Records excerpted from a collection |
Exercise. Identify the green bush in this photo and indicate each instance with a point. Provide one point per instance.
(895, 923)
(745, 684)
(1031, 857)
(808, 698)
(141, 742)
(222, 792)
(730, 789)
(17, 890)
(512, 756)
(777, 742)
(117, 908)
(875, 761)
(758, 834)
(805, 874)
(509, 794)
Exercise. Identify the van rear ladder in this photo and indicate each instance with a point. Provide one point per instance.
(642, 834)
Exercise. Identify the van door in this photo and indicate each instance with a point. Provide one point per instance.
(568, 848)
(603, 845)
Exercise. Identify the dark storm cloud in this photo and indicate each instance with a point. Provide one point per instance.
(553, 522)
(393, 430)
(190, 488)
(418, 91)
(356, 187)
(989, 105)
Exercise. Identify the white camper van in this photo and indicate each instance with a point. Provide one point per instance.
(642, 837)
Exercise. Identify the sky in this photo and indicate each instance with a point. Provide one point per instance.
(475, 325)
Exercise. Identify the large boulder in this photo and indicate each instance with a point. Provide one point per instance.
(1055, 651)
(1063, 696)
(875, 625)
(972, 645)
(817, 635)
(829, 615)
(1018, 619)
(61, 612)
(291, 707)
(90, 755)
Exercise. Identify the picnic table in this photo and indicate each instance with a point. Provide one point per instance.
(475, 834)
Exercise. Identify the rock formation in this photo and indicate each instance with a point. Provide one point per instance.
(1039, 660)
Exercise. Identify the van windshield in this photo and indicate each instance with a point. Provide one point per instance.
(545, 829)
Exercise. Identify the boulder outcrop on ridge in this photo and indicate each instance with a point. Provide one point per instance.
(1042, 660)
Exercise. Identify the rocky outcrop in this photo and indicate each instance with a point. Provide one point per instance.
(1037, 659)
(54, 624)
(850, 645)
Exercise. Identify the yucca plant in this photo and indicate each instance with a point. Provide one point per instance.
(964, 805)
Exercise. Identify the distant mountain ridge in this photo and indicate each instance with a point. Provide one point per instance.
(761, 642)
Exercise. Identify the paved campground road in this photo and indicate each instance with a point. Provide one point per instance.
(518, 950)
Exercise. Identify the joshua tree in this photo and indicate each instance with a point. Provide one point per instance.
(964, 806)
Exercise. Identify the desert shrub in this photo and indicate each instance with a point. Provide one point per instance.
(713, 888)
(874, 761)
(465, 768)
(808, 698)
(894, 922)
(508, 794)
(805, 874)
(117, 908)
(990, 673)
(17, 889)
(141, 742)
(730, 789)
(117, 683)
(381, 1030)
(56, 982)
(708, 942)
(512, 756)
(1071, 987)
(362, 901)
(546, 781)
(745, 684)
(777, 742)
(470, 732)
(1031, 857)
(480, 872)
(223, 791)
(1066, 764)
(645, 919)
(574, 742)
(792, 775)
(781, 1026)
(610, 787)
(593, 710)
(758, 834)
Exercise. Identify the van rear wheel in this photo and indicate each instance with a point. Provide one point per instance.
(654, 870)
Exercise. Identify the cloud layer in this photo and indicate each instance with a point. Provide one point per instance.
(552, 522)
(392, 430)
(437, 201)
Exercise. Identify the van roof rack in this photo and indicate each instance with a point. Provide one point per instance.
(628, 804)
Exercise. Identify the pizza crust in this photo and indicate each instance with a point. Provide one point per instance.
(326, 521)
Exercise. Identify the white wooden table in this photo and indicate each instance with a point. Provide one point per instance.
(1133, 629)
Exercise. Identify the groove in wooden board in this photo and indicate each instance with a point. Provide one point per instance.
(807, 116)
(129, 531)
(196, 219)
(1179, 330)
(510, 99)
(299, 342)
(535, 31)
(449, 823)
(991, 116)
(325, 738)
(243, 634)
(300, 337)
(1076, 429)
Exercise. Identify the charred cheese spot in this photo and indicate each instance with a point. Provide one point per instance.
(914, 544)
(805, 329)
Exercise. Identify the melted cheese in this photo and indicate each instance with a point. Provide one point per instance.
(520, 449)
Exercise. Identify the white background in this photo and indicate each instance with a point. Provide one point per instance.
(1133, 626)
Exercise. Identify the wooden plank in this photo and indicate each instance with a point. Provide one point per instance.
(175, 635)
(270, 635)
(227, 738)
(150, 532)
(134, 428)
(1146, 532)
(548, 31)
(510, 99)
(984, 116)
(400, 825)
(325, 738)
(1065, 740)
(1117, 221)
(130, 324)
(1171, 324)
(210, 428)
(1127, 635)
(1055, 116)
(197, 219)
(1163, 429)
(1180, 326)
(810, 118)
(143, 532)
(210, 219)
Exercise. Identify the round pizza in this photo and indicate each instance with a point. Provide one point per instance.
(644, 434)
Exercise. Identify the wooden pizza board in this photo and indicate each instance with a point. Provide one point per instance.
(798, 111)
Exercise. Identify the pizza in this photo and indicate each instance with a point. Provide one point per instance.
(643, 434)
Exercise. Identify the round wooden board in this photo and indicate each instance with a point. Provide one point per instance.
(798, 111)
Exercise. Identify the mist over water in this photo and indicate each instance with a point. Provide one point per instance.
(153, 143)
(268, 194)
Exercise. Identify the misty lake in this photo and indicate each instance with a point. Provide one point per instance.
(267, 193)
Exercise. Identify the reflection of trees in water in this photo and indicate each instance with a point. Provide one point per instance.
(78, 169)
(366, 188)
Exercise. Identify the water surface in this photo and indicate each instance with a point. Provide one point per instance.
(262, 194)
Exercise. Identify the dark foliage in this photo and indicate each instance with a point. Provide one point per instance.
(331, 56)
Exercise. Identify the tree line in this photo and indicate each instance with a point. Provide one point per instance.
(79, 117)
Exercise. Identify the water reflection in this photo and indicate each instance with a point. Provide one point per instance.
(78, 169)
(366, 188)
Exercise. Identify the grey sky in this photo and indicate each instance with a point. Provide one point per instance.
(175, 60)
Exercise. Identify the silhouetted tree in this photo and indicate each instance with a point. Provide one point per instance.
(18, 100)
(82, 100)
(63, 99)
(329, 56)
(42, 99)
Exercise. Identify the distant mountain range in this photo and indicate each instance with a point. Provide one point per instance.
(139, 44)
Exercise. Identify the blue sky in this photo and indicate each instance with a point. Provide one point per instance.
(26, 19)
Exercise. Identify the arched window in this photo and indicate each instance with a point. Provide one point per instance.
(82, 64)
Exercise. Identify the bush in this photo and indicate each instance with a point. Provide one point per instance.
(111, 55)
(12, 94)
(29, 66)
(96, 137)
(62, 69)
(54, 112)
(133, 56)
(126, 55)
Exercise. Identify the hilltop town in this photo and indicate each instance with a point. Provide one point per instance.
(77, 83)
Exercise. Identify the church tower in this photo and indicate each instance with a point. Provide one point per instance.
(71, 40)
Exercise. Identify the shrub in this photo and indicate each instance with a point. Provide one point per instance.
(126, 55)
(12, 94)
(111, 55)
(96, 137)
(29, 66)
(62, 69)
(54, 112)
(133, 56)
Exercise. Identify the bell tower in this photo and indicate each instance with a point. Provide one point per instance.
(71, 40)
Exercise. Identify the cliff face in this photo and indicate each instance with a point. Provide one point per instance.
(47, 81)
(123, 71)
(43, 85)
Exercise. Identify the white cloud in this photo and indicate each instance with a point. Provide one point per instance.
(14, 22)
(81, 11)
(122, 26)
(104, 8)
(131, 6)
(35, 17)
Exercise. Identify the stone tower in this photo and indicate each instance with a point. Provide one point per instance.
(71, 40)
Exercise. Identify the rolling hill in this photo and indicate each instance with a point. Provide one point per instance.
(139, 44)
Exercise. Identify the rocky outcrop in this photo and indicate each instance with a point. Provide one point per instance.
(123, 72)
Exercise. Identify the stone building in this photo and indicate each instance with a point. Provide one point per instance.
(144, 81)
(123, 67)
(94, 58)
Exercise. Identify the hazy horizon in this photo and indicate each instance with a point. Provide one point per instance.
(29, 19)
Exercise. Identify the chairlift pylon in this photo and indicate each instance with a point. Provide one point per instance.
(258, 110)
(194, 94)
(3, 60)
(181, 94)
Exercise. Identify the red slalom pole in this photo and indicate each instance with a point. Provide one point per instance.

GOAL |
Transcribe exactly, and only, the lines from the one bearing "Exercise. Identify the bell" through the last line of the entries, counting both.

WRITTEN REPLY |
Exercise. Identify the bell tower in this photo and indicate each instance with a point. Provide one point per instance.
(71, 40)
Exercise. Identify the cliff face in this photo and indicate each instance with a point. Provide one point per instance.
(47, 81)
(123, 71)
(43, 85)
Exercise. Identify the white cloud in this photo and indicate each instance with a point. Provide one point per instance.
(14, 22)
(81, 11)
(122, 26)
(104, 8)
(131, 6)
(35, 17)
Exercise. Identify the stone tower in this photo and indicate each instance with a point. Provide one point per instance.
(71, 40)
Exercise. Identify the rolling hill in this photo and indicate each instance with a point. Provide one point per instance.
(139, 44)
Exercise. Identify the rocky outcrop in this photo and indicate each instance with a point. Provide one point per instance.
(123, 72)
Exercise. Identify the stone building in this photo and indicate each instance with a point. Provide one point per instance.
(144, 81)
(123, 67)
(94, 58)
Exercise. Identify the hazy horizon in this photo and indicate each instance with a point. Provide one point per instance.
(29, 19)
Exercise. Identify the chairlift pylon in this photo and indicate each instance with a point. Provide one point per instance.
(258, 110)
(194, 94)
(3, 60)
(181, 94)
Exercise. Identify the red slalom pole in this photo and indicate each instance with a point. Provide one point per instance.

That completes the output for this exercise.